Task to carry out: Within the listing below, please show every line carrying the string "rocky".

Materials provided:
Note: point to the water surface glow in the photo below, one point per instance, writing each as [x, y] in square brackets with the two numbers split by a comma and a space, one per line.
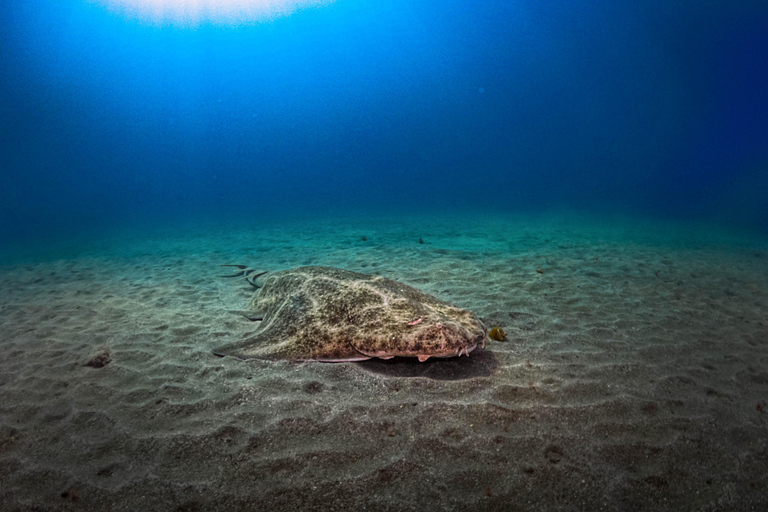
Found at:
[196, 12]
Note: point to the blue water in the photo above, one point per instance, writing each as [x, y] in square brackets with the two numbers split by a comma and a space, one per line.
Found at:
[651, 109]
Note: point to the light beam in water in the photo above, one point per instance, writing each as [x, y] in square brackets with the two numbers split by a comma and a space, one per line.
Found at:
[197, 12]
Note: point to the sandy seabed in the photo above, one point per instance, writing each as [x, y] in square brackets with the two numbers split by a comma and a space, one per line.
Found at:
[634, 375]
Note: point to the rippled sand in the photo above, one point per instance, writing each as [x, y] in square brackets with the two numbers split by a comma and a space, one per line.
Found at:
[634, 375]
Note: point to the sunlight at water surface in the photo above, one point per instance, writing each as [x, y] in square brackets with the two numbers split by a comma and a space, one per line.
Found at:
[196, 12]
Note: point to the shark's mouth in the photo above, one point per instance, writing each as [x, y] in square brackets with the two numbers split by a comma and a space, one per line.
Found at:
[422, 357]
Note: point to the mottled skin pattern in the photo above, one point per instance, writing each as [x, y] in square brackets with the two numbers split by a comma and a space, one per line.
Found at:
[330, 314]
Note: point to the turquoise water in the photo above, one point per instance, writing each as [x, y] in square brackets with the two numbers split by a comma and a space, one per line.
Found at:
[655, 112]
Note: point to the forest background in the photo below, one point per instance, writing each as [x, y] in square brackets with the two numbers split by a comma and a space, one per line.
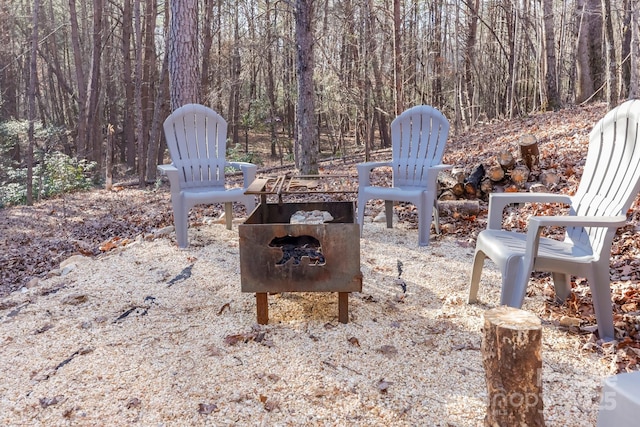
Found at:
[85, 86]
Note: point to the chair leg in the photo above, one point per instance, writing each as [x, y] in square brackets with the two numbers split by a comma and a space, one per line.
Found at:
[228, 214]
[425, 214]
[476, 273]
[562, 285]
[436, 216]
[388, 212]
[180, 222]
[514, 282]
[600, 285]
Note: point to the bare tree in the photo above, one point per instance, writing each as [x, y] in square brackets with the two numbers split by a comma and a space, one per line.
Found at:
[553, 98]
[611, 74]
[589, 72]
[634, 88]
[184, 77]
[307, 137]
[33, 69]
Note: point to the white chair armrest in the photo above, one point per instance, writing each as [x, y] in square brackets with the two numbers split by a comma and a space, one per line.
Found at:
[249, 171]
[364, 171]
[171, 172]
[577, 221]
[433, 171]
[537, 223]
[498, 201]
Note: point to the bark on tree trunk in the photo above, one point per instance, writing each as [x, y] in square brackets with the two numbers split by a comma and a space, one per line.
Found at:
[611, 74]
[307, 136]
[184, 75]
[553, 97]
[33, 68]
[511, 355]
[634, 86]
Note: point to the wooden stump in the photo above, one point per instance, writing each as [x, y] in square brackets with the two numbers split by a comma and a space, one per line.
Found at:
[458, 208]
[511, 356]
[519, 175]
[495, 173]
[506, 160]
[473, 181]
[529, 151]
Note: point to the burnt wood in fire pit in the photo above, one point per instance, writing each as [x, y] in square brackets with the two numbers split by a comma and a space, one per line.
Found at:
[277, 256]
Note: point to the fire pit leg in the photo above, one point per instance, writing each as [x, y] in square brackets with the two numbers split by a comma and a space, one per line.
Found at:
[343, 307]
[262, 307]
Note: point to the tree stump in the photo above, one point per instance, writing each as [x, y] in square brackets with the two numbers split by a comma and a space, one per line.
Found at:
[512, 360]
[473, 181]
[458, 208]
[495, 173]
[449, 182]
[519, 175]
[506, 160]
[529, 151]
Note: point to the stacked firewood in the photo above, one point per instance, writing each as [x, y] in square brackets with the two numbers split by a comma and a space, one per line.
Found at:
[509, 172]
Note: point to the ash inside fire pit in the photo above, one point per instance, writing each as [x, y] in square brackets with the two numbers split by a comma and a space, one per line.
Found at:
[278, 256]
[298, 247]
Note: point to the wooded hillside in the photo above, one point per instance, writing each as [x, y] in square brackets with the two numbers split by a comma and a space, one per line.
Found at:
[93, 79]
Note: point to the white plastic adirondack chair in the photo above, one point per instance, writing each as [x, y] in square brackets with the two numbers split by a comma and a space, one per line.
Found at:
[418, 138]
[197, 136]
[609, 184]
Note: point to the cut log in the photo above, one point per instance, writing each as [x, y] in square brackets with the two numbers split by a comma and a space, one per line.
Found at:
[511, 356]
[495, 173]
[506, 160]
[458, 174]
[449, 182]
[472, 183]
[447, 195]
[549, 178]
[537, 188]
[458, 208]
[486, 186]
[520, 175]
[529, 151]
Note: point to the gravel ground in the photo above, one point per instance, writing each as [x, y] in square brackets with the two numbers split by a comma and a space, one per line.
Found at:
[122, 339]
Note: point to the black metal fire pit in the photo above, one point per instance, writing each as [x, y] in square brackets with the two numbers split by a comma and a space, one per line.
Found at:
[278, 256]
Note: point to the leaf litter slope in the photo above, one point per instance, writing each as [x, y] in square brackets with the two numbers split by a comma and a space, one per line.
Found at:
[35, 239]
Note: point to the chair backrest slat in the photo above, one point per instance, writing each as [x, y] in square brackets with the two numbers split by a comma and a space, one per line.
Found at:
[418, 138]
[196, 138]
[611, 177]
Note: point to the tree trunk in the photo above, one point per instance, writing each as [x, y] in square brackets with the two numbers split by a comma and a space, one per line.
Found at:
[625, 80]
[81, 131]
[470, 62]
[156, 120]
[306, 138]
[138, 92]
[184, 78]
[634, 88]
[553, 97]
[589, 52]
[611, 74]
[128, 147]
[33, 80]
[511, 355]
[94, 122]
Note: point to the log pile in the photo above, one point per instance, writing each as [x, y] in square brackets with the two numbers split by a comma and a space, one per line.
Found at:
[508, 172]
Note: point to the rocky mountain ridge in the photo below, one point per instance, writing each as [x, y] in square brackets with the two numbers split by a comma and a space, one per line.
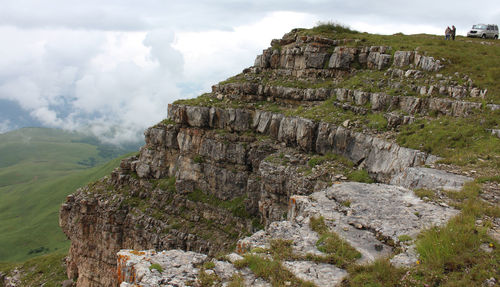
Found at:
[272, 144]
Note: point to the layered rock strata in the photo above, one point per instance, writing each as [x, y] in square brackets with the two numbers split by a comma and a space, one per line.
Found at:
[205, 179]
[377, 216]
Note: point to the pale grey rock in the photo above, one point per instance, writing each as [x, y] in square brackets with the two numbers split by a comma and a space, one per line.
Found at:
[428, 178]
[405, 259]
[383, 211]
[378, 60]
[320, 274]
[316, 60]
[403, 58]
[341, 58]
[197, 116]
[304, 239]
[143, 170]
[178, 267]
[427, 63]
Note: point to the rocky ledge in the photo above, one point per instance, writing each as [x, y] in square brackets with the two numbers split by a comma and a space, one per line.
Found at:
[373, 218]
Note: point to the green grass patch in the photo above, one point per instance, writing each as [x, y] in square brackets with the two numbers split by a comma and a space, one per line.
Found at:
[44, 166]
[236, 281]
[465, 55]
[463, 142]
[271, 270]
[319, 159]
[378, 274]
[47, 270]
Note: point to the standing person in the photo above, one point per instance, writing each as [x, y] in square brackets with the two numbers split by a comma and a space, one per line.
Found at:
[447, 33]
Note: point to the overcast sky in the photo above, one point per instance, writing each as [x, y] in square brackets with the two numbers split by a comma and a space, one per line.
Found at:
[112, 67]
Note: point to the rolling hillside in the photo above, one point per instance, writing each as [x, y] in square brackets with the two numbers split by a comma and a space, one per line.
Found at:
[38, 168]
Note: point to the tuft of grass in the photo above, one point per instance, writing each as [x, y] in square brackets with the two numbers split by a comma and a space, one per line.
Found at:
[271, 270]
[236, 281]
[404, 238]
[330, 27]
[450, 255]
[208, 265]
[156, 266]
[339, 251]
[378, 274]
[459, 141]
[360, 176]
[49, 269]
[208, 280]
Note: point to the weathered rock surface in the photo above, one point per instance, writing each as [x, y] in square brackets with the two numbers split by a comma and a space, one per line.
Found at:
[172, 268]
[428, 178]
[206, 176]
[376, 214]
[378, 101]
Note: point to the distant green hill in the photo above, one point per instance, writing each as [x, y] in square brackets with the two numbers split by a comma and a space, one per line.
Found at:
[39, 167]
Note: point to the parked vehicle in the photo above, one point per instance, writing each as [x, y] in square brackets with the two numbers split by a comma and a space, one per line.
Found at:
[484, 31]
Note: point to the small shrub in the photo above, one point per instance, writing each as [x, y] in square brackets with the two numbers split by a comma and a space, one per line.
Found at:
[198, 159]
[208, 265]
[236, 281]
[380, 273]
[156, 266]
[332, 27]
[404, 238]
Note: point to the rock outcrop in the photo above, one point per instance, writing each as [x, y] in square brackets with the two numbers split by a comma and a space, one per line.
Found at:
[373, 221]
[246, 156]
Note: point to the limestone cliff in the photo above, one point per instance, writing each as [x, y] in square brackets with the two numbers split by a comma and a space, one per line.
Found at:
[226, 164]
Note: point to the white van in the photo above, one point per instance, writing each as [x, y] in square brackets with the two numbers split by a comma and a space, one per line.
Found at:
[484, 31]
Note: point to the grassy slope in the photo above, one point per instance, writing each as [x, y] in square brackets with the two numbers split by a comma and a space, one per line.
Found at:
[464, 55]
[47, 270]
[38, 168]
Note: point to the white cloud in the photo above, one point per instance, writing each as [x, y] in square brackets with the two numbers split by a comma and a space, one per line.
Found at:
[112, 67]
[4, 126]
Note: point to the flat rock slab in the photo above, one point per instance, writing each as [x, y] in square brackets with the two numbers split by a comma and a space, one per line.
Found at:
[370, 215]
[321, 274]
[428, 178]
[178, 267]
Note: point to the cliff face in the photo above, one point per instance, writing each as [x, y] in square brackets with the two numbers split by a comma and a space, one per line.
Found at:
[228, 162]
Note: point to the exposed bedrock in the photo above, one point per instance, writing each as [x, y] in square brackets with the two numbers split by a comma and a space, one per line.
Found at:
[382, 159]
[379, 102]
[375, 218]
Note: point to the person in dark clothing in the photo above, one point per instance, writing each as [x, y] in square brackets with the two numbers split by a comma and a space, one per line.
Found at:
[447, 33]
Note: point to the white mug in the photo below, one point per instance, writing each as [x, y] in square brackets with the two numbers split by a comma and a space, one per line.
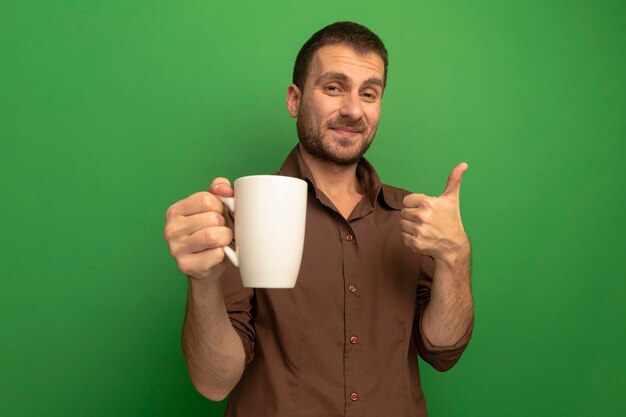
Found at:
[270, 217]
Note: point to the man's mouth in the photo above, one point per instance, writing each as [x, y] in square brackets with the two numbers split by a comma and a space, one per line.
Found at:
[348, 132]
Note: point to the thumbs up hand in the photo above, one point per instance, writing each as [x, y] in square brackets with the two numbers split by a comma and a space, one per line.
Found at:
[433, 226]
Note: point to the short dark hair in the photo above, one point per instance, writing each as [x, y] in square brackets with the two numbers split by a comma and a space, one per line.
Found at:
[351, 34]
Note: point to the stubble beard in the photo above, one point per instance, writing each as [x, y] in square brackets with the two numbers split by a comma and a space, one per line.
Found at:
[312, 140]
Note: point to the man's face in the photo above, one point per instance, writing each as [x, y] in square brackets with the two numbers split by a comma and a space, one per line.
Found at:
[339, 109]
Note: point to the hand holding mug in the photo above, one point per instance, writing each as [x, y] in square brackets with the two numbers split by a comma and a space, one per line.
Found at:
[196, 233]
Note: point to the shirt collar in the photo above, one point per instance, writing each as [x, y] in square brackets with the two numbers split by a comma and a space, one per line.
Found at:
[294, 166]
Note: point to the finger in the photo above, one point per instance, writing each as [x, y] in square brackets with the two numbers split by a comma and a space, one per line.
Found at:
[208, 238]
[186, 225]
[200, 264]
[201, 202]
[413, 200]
[412, 214]
[453, 186]
[222, 187]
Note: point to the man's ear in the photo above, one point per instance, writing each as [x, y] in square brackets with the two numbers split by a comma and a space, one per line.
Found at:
[294, 96]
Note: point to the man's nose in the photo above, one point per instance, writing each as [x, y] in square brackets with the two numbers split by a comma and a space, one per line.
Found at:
[351, 106]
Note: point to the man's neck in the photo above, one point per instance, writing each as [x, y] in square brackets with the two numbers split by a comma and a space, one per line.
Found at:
[339, 183]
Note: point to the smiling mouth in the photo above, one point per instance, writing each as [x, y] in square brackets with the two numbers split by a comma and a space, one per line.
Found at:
[346, 132]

Solution for this problem:
Note: point to the rocky mountain ridge in the photo below, one point per instance, writing each as [x, y] in square brackets with the two numbers split by a comma and a space, one per line.
Note: point to the rocky ledge in the photo above, one point per instance, writing each as [x, y] in square brackets with the two numbers split by a comma and a space, one per line.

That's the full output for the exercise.